Write out the records word for word, starting with the first line and stopping after the line containing "Give the mask".

The input:
>>

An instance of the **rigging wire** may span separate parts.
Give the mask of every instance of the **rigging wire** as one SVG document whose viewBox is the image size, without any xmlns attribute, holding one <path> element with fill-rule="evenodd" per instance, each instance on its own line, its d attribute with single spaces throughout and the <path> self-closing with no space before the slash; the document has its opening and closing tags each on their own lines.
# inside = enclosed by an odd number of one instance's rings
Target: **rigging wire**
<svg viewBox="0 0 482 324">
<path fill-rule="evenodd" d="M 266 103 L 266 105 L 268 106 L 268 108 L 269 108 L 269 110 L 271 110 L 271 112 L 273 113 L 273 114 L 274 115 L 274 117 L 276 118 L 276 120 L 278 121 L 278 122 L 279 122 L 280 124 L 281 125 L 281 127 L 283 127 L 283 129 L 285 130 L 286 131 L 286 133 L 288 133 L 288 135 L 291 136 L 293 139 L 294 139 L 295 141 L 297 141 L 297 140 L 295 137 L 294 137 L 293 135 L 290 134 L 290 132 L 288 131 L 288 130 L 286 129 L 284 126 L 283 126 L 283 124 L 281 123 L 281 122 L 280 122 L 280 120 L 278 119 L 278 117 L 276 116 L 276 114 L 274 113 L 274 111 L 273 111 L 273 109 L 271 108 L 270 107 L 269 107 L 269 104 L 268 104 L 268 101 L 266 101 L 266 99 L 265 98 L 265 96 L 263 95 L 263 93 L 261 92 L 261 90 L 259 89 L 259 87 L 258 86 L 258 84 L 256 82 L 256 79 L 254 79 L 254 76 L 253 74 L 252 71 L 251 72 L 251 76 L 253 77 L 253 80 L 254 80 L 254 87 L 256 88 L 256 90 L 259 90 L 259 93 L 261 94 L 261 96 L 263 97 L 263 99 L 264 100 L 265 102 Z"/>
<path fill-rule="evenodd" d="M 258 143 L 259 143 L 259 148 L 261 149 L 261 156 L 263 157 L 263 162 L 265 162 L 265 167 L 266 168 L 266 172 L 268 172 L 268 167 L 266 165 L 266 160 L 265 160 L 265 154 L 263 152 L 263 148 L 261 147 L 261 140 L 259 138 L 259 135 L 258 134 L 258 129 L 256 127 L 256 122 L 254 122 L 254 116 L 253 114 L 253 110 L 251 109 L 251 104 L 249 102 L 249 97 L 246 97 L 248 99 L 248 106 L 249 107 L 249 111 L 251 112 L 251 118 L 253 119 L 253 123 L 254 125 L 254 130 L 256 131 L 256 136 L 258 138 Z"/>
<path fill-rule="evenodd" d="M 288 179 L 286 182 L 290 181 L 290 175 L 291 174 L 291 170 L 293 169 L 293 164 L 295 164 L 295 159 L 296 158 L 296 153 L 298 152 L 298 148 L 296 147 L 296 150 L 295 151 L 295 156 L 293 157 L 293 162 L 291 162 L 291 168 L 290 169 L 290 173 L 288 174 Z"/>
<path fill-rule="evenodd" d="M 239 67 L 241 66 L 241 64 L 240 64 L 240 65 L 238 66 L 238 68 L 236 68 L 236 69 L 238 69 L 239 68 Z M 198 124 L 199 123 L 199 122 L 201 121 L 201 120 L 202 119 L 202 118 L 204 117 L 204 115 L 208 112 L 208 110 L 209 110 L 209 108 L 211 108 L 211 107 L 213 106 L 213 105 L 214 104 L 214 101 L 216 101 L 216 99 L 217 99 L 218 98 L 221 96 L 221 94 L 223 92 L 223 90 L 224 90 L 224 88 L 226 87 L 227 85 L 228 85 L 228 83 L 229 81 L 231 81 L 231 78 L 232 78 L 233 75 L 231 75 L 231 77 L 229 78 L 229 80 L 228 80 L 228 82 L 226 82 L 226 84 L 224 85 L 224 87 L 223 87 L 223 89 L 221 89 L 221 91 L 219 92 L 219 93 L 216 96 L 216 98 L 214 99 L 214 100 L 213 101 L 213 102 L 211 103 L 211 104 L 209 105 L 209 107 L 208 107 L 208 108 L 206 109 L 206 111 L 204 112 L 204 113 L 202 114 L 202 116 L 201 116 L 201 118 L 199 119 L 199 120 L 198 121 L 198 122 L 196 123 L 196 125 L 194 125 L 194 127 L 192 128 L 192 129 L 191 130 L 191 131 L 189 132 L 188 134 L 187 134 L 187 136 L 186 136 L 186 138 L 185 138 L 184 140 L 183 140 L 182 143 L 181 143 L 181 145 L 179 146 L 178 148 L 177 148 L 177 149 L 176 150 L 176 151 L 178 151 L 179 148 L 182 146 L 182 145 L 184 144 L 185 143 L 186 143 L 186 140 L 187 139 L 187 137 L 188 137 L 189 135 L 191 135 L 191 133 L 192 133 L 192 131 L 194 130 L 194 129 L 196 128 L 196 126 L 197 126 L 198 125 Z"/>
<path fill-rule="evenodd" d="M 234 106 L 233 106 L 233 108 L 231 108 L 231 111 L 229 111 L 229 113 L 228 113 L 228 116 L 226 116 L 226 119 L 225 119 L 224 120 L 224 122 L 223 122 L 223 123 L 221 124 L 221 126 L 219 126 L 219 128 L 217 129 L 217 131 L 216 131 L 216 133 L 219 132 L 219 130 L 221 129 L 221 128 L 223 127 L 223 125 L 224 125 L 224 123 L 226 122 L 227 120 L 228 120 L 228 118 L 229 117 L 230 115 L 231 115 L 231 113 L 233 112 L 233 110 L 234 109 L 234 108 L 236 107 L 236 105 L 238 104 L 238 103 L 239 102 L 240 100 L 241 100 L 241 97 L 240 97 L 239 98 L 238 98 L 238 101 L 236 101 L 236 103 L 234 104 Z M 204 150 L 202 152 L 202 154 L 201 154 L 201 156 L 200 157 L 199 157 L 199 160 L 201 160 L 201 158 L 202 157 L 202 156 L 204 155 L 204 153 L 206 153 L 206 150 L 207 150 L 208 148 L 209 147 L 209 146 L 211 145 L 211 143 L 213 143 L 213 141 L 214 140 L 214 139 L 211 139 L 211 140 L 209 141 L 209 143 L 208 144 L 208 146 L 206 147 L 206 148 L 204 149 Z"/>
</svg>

<<

Problem solution:
An instance of the **rigging wire** may span separate parts.
Give the mask of every instance of the **rigging wire** as one SVG document whose viewBox is the image size, without any xmlns attribute, holding one <path> element with fill-rule="evenodd" per instance, each instance on its own line, its d attribute with single spaces throughout and the <path> self-closing with no space before the slash; the document has its opening and closing tags each on their own lines.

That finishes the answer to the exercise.